DECRETO N

DECRETO N. 7245 – DE 24 DE DEZEMBRO DE 1908

Concede privilegio por 90 annos á Companhia Estrada de Ferro de Araraquara para a construcção, uso e gozo de uma estrada de ferro entre as cidades de S. José do Rio Preto, no Estado de S. Paulo, e de Jatahy, no de Goyaz, passando por S. Francisco de Salles, no Estado de Minas Geraes.

O Presidente da Republica dos Estados Unidos do Brazil, attendendo ao que requereu a Companhia Estrada de Ferro de Araraquara e usando da attribuição conferida pelo n. VII do art. 22 da lei n. 1841, de 31 de dezembro de 1907,

decreta:

Artigo unico. E’ concedido privilegio por 90 annos á Companhia Estrada de Ferro de Araraquara para a construcção, uso e gozo de uma estrada de ferro, de bitola de um motivo, entre as cidades de S. José do Rio Preto, no Estado de S. Paulo, e de Jatahy, no de Goyaz, passando por S. Francisco de Salles, no Estado de Minas Geraes, mediante as clausulas que com este baixam, assignadas pelo Ministro de Estado dos Negocios da Industria, Viação e Obras Publicas.

Rio de Janeiro, 24 de dezembro de 1908, 20º da Republica.

AFFONSO AUGUSTO MOREIRA PENNA.

Miguel Calmon du Pin e Almeida.

Clausulas a que se refere o decreto n. 7245, desta data

I

E’ concedido á Companhia Estrada de Ferro de Araraquara privilegio por 90 annos, a contar desta data, para construir, usar e gozar uma estrada de ferro de bitola de um metro entre trilhos que, partindo da cidade de S. José do Rio Preto, no Estado de S. Paulo, e passando por S. Francisco de Salles, no Estado de Minas Geraes, vá terminar na cidade de Jatahy, no Estado de Goyaz.

II

A companhia, para os fins deste contracto, gozará dos seguintes favores:

a) direito de desapropriar, por utilidade publica, na fórma das leis em vigor, os terrenos e bemfeitorias necessarios á construcção da estrada;

b) isenção dos direitos de importação para o material destinado á construcção da estrada e ao respectivo custeio durante o prazo do privilegio, de accôrdo com a legislação aduaneira em vigor.

Sendo federaes os serviços a cargo da companhia, está ella isenta do pagamento de impostos estadoaes e municipaes.

III

Os estudos definitivos serão submettidos á approvação do Governo por trechos não inferiores a 100 kilometros e obedecerão ao disposto no decreto n. 7959 de 29 de dezembro de 1880, sendo as condições technicas limites: rampa maxima 2% e minimo raio de curva 150 metros.

IV

Dentro do prazo de um anno, contado da data do contracto, a companhia apresentará ao Governo o reconhecimento geral do traçado. No prazo de dous annos, a partir da mesma data, deverão ser apresentados os estudos definitivos do primeiro trecho e os dos trechos seguintes serão apresentados até seis mezes antes de terminado o prazo para a conclusão do trecho interior.

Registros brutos
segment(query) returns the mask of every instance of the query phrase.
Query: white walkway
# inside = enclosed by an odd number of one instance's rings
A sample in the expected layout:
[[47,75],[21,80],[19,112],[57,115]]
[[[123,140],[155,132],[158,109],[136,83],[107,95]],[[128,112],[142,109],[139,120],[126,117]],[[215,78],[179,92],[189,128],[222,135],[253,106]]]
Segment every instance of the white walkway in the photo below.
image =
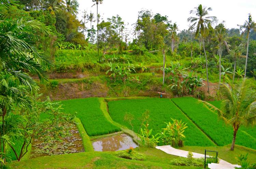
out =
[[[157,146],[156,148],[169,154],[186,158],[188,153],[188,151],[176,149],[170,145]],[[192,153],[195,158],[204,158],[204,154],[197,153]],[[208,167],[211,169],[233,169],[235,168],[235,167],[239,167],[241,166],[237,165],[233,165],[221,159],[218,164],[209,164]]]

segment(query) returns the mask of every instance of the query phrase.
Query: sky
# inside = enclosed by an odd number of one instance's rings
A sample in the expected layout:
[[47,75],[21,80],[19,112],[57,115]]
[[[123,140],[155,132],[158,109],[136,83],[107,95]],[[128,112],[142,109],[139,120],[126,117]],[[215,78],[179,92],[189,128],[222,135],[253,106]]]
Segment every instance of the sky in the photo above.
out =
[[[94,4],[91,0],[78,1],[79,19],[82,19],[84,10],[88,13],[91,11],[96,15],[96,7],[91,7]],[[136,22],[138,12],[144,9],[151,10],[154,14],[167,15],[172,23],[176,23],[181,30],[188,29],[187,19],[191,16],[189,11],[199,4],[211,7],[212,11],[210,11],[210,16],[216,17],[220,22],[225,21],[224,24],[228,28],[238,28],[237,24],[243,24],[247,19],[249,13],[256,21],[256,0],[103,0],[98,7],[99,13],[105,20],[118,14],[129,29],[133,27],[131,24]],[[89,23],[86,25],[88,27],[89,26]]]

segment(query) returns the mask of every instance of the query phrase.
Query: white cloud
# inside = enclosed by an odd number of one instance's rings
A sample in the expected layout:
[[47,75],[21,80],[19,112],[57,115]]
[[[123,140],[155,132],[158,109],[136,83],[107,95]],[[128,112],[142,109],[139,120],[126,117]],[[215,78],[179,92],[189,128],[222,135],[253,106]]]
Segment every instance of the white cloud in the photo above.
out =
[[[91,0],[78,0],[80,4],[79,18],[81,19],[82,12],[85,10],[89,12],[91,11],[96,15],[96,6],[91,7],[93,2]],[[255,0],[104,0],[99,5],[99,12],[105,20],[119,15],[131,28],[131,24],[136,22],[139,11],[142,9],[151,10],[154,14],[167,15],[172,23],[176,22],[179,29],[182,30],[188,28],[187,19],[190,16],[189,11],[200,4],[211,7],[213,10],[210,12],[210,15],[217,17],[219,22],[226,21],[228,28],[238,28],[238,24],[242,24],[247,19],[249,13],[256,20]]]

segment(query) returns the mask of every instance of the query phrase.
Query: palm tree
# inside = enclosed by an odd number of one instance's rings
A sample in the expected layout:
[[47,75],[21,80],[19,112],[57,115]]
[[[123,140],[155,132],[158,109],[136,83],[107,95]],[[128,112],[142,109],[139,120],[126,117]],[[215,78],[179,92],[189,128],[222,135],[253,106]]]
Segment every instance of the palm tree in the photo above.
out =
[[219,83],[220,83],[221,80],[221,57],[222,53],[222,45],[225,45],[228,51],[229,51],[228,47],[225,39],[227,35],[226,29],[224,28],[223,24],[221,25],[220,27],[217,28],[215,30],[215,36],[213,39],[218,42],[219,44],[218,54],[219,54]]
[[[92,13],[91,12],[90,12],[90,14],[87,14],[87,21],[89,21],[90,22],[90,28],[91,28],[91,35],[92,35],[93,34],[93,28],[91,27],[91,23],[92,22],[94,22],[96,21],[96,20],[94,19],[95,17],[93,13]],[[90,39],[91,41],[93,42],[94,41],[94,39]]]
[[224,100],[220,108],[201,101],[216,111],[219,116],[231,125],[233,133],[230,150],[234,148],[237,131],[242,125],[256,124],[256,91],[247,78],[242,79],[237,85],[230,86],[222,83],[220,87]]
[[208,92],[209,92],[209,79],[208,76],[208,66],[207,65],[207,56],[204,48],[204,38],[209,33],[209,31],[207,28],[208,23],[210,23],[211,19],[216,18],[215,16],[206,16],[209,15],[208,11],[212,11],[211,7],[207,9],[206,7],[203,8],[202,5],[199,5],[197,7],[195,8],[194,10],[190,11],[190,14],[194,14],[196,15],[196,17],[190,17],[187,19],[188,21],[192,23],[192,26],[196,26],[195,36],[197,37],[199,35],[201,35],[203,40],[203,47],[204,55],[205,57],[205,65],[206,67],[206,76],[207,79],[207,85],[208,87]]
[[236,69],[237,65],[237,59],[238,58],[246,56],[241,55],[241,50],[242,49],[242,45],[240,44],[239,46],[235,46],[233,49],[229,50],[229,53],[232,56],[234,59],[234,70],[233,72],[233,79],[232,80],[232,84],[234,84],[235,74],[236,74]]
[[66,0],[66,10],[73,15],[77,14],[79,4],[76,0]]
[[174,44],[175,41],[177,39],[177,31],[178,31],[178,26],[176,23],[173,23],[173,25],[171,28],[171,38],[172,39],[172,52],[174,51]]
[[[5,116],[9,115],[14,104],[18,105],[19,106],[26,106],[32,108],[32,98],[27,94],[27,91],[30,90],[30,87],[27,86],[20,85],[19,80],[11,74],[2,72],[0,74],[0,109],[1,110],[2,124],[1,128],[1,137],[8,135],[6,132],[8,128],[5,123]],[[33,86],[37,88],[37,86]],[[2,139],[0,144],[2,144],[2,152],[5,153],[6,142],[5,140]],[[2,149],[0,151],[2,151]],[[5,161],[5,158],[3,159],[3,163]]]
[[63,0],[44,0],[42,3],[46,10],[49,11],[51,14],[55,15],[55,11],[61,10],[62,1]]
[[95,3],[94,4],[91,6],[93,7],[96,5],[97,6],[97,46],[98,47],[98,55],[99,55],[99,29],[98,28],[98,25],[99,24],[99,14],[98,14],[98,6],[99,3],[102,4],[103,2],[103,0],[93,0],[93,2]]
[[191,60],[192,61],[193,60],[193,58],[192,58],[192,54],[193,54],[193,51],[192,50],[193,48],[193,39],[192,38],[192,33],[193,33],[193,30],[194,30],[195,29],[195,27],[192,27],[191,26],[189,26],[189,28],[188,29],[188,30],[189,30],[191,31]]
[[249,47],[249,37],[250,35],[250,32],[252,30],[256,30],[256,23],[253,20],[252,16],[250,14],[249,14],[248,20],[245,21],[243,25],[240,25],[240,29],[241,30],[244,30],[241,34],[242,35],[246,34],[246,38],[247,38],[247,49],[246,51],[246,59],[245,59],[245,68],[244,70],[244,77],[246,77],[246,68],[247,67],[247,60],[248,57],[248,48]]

--

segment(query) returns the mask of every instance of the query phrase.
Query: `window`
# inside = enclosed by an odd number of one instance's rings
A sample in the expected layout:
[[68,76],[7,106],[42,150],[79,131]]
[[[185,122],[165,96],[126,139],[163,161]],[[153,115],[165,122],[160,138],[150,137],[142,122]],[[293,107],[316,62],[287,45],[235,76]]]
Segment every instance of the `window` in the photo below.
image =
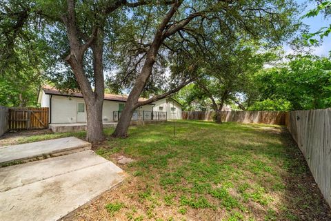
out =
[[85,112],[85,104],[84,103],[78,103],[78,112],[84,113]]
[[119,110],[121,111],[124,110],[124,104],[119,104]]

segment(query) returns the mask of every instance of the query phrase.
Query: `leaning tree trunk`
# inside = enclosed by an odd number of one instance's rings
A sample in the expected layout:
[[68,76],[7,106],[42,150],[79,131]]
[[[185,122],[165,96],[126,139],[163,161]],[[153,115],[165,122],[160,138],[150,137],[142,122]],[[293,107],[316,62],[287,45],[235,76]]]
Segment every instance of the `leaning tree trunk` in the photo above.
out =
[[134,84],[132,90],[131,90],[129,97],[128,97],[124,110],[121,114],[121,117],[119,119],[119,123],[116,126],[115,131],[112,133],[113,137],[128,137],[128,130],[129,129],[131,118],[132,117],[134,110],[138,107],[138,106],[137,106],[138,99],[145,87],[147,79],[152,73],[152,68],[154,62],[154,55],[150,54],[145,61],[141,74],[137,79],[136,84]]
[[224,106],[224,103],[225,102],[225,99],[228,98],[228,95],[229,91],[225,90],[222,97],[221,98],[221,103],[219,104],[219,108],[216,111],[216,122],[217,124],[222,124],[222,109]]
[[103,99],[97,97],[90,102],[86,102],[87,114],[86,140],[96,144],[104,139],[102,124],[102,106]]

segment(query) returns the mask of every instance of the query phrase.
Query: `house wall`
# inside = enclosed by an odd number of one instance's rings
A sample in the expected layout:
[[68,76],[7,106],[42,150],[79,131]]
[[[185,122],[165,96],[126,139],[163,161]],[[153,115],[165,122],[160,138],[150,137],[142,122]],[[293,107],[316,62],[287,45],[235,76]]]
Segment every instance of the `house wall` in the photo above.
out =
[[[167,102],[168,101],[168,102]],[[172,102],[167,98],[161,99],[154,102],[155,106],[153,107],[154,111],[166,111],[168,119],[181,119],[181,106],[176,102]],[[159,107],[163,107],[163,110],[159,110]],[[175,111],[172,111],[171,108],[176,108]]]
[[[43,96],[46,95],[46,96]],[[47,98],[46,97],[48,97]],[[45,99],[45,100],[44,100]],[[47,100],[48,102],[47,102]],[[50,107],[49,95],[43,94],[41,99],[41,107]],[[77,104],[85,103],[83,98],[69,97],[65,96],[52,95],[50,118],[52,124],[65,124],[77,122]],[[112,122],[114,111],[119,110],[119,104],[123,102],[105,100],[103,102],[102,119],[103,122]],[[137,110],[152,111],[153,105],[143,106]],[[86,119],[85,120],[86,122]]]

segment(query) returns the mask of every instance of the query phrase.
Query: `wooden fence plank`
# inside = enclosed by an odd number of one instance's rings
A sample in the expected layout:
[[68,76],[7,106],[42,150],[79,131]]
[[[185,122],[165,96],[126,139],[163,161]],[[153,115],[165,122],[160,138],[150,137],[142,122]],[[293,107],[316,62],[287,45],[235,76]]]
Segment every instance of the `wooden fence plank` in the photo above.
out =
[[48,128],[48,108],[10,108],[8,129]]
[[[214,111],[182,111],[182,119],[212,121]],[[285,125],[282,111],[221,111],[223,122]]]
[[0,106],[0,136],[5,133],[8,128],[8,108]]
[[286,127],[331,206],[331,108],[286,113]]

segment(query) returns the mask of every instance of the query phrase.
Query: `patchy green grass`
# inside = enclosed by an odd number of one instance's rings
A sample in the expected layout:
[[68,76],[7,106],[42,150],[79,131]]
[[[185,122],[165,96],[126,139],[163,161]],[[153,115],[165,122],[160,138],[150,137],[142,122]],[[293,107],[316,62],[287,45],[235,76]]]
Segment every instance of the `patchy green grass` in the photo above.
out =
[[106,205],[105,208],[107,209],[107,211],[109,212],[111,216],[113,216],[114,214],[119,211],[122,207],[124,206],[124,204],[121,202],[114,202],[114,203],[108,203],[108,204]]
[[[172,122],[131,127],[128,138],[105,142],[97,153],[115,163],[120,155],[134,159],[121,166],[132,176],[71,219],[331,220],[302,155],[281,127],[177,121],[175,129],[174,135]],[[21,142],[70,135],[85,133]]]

• [Tarefa proposta] Retome o decreto sobre a estrada de ferro de Araraquara, escrevendo o que vem depois da última frase mostrada.

• [Problema resolvido]
V

A construcção da estrada de ferro começará no prazo de seis mezes após a approvação pelo Governo dos estudos definitivos de cada trecho, cuja conclusão deverá effectuar-se no prazo de tres annos, a contar do seu inicio.

VI

A fiscalização da estrada de ferro será incumbida á Repartição Federal de Fiscalização das Estradas de Ferro, devendo a companhia entrar annualmente para o Thesouro Federal com a quantia de 13:000$, paga em duas prestações iguaes e adeantadas semestralmente, para as respectivas despezas.

VII

Durante o prazo da concessão o trafego da estrada não poderá ser interrompido, salvo caso de força maior, a juizo do Governo.

VIII

Para os effeitos do contracto são considerados:

I. Como capital:

O que tiver sido effectivamente despendido na construcção da estrada de accôrdo com os estudos definitivos approvados e as quantias ulteriormente autorizadas pelo Governo para serem levadas a esta conta, na qual nenhuma quantia poderá ser incluida sem que preceda approvação do Governo e represente despeza por elle préviamente autorizada.

II. Como renda bruta:

A somma de todas as rendas ordinarias, extraordinarias e eventuaes arrecadadas pela companhia.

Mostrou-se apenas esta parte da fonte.